begin

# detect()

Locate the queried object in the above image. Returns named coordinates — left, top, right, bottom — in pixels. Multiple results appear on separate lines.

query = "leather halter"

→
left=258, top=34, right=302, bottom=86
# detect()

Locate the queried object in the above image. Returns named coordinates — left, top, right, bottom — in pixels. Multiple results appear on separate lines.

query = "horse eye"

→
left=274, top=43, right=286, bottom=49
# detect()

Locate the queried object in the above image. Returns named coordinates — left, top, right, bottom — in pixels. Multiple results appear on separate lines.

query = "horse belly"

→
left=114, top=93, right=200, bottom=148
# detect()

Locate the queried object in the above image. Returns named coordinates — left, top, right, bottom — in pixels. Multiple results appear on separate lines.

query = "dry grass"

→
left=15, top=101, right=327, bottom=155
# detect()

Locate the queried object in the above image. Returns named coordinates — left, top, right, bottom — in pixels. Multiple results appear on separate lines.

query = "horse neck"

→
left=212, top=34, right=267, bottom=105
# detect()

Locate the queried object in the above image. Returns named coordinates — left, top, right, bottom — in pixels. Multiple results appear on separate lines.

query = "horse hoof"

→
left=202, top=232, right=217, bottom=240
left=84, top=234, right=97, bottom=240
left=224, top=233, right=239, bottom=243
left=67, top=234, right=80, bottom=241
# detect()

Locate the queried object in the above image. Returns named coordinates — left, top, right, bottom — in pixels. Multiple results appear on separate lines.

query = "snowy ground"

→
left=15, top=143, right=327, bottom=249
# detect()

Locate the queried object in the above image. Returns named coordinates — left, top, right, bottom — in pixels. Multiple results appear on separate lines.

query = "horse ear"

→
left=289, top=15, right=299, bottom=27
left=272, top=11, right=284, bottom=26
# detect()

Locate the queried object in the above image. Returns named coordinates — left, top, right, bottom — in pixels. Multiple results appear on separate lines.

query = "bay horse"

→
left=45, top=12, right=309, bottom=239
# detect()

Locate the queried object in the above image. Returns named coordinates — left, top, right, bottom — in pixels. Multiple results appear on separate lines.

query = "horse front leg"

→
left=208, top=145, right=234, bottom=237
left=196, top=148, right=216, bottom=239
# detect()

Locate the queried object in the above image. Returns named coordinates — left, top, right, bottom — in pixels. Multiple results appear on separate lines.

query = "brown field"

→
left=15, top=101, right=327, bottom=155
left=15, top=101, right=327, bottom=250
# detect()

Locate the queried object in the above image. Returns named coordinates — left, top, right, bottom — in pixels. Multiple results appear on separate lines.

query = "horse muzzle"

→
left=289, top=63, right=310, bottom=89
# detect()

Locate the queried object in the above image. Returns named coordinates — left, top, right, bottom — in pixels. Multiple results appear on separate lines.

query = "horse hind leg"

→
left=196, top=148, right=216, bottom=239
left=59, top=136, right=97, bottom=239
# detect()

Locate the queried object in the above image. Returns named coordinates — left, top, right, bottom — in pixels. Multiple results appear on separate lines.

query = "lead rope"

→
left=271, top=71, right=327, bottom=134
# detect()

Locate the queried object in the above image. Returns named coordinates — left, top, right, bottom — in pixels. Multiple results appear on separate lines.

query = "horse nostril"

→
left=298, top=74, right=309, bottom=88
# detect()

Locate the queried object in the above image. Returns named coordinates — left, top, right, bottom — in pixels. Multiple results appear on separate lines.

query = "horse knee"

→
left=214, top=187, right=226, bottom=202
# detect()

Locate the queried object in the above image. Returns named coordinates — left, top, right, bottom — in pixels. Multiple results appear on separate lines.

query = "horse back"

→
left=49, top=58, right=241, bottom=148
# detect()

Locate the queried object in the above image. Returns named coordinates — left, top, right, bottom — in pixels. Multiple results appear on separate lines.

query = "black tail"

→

end

REQUEST — Rewrite the data from its first line through the line containing "left=272, top=11, right=284, bottom=26", both ends included, with each request kept as is. Scale every pixel coordinate in the answers by 2.6 and round to the nearest whole number, halves up.

OUTPUT OF THE EXERCISE —
# detect()

Locate the queried object in the above image. Returns named coordinates — left, top, right, bottom — in pixels. Multiple results appear on separate lines.

query = "leather halter"

→
left=671, top=88, right=785, bottom=224
# detect()

Locate the queried object in the above image. Returns named coordinates — left, top, right, bottom — in pixels. Multiple results appear on separate lines.

query = "horse eye"

→
left=712, top=112, right=744, bottom=127
# detect()

Locate the queried object in the above image. Returns named coordinates — left, top, right, bottom — in pixels. Multiple results appear on separate lines.

query = "horse belly"

→
left=296, top=242, right=520, bottom=385
# detect()

Locate the queried object in the above image. Returns named coordinates — left, top, right, bottom — in pixels. Multiple results appear on separate lines.

query = "dry grass"

→
left=39, top=263, right=850, bottom=403
# detect()

Locate the queried object in the above image. Returns named coordinates — left, top, right, bottom — in pixels. Multiple results appear on separate lines.

query = "horse neck"

→
left=551, top=88, right=694, bottom=273
# detect()

Locate the queried object in the above image. Returns named coordinates — left, top, right, bottom — in pixels. Multiple results appear on separate lines.

query = "horse hoof"

→
left=525, top=603, right=564, bottom=624
left=218, top=608, right=252, bottom=624
left=582, top=606, right=621, bottom=632
left=174, top=608, right=208, bottom=627
# detect()

Locate the queried object in the above image. Returns named coordinates — left, top, right, bottom — in pixels. Multiple results appear on separate lines.

query = "snowy ground"

→
left=39, top=372, right=850, bottom=647
# detect()

Locate the queried object in the above image. Returns named coordinates — left, top, right, bottom — in pixels. Multiple results appear on separate lines.

query = "horse ear"

→
left=751, top=39, right=777, bottom=70
left=707, top=29, right=738, bottom=68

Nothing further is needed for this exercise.